(About this task) Once you have read the entries below, repeat all of them exactly.
★ ★ ★ ★ ★ ★ ★
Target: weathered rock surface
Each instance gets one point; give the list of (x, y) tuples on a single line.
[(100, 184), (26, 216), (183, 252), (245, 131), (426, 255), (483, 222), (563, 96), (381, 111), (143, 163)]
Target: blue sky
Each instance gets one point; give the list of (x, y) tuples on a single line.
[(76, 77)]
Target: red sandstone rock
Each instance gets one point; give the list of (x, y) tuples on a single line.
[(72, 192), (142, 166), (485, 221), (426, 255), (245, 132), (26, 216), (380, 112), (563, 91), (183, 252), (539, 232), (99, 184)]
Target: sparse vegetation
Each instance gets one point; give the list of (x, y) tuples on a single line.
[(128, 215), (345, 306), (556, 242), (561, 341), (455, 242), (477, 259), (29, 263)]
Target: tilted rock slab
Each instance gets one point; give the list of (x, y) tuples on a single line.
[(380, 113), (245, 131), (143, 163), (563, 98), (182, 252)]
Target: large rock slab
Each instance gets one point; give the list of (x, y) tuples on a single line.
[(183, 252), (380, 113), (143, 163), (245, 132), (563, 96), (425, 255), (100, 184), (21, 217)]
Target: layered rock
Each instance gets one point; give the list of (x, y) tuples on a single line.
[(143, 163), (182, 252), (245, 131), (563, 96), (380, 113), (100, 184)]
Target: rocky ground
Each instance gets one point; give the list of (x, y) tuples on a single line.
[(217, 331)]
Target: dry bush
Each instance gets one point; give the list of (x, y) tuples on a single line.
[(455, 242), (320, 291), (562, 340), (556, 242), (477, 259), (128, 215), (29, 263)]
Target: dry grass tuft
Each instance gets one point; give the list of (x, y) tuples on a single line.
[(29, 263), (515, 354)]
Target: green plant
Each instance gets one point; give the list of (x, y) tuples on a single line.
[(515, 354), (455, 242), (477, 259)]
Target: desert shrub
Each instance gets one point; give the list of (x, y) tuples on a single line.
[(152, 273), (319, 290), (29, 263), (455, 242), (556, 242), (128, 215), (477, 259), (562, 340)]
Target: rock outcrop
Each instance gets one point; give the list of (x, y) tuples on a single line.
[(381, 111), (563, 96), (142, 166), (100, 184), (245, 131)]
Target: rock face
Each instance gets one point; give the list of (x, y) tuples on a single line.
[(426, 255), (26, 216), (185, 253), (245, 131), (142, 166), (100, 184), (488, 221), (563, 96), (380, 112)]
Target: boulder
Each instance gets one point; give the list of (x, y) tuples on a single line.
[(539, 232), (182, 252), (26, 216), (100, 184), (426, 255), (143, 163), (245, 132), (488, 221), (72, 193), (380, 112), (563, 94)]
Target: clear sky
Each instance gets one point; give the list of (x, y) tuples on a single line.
★ ★ ★ ★ ★ ★ ★
(Worked solution)
Target: weathered rock surface
Each instance gets one point; give the list of (x, y) tuples on a single line.
[(100, 184), (26, 216), (183, 252), (245, 131), (426, 255), (483, 222), (563, 96), (381, 111), (143, 163)]
Target: blue sky
Each instance gets one point; give the list of (x, y) tuples on a single line.
[(76, 77)]
Target: red sandstone rock
Each instance gets one point; give the list of (x, y) tuples on a single line.
[(72, 192), (142, 166), (485, 221), (426, 255), (245, 132), (26, 216), (380, 112), (563, 91), (183, 252), (539, 232), (99, 184)]
Target: sparse vegetation
Each instance gets one point; give the list of (x, y) tuples on a single line.
[(128, 215), (345, 306), (556, 242), (561, 341), (455, 242), (477, 259), (29, 263)]
Target: tilted rock slab
Each instance gets one point; give the list of (x, y) tuples on a single line.
[(380, 113), (245, 131), (143, 163), (563, 98), (182, 252)]
Target: large rock slab
Each instance gets one point; give the list of (x, y) tuples on a single line.
[(183, 252), (380, 113), (143, 163), (245, 132), (563, 96), (425, 255), (100, 184), (21, 217)]
Target: layered rock
Each instance gets one point; give the list of (x, y) tuples on a single line.
[(143, 163), (182, 252), (245, 131), (563, 96), (380, 113), (100, 184)]
Target: rocky ground
Each instance gets one point; give the list of (x, y) tuples on a single line.
[(217, 331)]
Target: dry bush
Each instance gets one point; give the list of (x, y) tuples on a single line.
[(455, 242), (320, 291), (562, 340), (556, 242), (477, 259), (128, 215), (29, 263)]
Target: dry grass tuft
Each instance gets one point; give the list of (x, y) tuples on a single line.
[(29, 263), (515, 354)]
Target: green plant
Each instance gets one point; give the list of (x, y) tuples on a single line.
[(515, 354), (455, 242), (477, 259)]
Target: desert shrub
Each instance gets one point; give the list of (x, y) tuples on a single line.
[(152, 273), (319, 290), (29, 263), (455, 242), (556, 242), (128, 215), (477, 259), (562, 340)]
Target: rock outcrop
Each instance gets one point; give the list of (x, y) tuples on a single line.
[(381, 111), (563, 96), (142, 166), (100, 184), (245, 131)]
Target: rock face
Each instance gets one point; give the list of (x, y) tuples on a single line.
[(426, 255), (26, 216), (185, 253), (245, 131), (142, 166), (100, 184), (488, 221), (563, 96), (380, 112)]
Target: boulder
Each instance gets one point; give the list of (x, y) tuples on a single line.
[(539, 232), (182, 252), (26, 216), (100, 184), (426, 255), (143, 163), (245, 132), (488, 221), (72, 193), (380, 112), (563, 94)]
Target: clear sky
Each instance gets one point; give the list of (x, y) tuples on a single line.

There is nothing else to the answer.